Task statement:
Reproduce the lines below exactly, character for character, omitting the pictures from your answer.

Lines of data

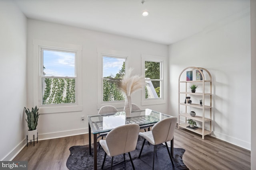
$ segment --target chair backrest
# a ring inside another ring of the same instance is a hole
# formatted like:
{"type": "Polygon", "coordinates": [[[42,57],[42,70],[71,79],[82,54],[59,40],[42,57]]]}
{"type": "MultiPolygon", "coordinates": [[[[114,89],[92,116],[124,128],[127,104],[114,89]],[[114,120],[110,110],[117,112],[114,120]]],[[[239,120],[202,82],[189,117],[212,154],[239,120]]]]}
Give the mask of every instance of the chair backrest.
{"type": "MultiPolygon", "coordinates": [[[[125,109],[124,108],[124,111],[125,111],[125,109]]],[[[140,107],[136,104],[134,103],[132,104],[132,111],[136,111],[137,110],[140,110],[140,107]]]]}
{"type": "Polygon", "coordinates": [[[118,111],[117,109],[112,106],[104,106],[102,107],[99,111],[98,112],[98,114],[101,113],[114,113],[118,111]]]}
{"type": "Polygon", "coordinates": [[[155,145],[172,139],[177,120],[176,117],[168,117],[161,120],[153,126],[152,131],[155,145]]]}
{"type": "Polygon", "coordinates": [[[119,126],[109,132],[106,141],[111,156],[135,150],[139,131],[140,126],[134,123],[119,126]]]}

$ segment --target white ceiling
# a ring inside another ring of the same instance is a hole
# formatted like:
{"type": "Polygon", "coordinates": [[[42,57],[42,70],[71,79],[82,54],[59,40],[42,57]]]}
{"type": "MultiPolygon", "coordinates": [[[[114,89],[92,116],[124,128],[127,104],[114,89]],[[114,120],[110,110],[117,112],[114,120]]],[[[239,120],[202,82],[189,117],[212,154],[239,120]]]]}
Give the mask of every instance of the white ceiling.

Output of the exercise:
$ segment --target chair backrest
# a ring inside another ring of the same instance is a hole
# formatted like:
{"type": "Polygon", "coordinates": [[[42,57],[42,70],[71,79],[82,54],[59,40],[42,57]]]}
{"type": "MultiPolygon", "coordinates": [[[[114,89],[92,116],[124,128],[127,104],[114,89]],[[114,120],[110,110],[117,112],[114,120]]],[[[239,120],[202,82],[189,117],[212,154],[239,120]]]]}
Give the mask of every instance of the chair backrest.
{"type": "MultiPolygon", "coordinates": [[[[125,109],[124,108],[124,111],[125,111],[125,109]]],[[[140,107],[136,104],[134,103],[132,104],[132,111],[136,111],[137,110],[140,110],[140,107]]]]}
{"type": "Polygon", "coordinates": [[[118,111],[117,109],[112,106],[104,106],[102,107],[99,111],[98,112],[98,114],[101,113],[114,113],[118,111]]]}
{"type": "Polygon", "coordinates": [[[155,145],[172,139],[177,120],[176,117],[168,117],[161,120],[153,126],[152,131],[155,145]]]}
{"type": "Polygon", "coordinates": [[[119,126],[109,132],[106,141],[111,156],[135,150],[139,131],[140,126],[134,123],[119,126]]]}

$ segment --target white ceiling
# a ring inside another ring of the same instance is a hole
# formatted like:
{"type": "Polygon", "coordinates": [[[42,57],[42,70],[71,79],[82,54],[59,40],[42,57]]]}
{"type": "MultiPolygon", "coordinates": [[[[114,89],[92,116],[124,128],[127,104],[114,89]],[[114,120],[110,110],[117,112],[114,120]]],[[[239,120],[202,82],[189,117],[212,154],[239,120]]]]}
Give the mask of every instance of the white ceiling.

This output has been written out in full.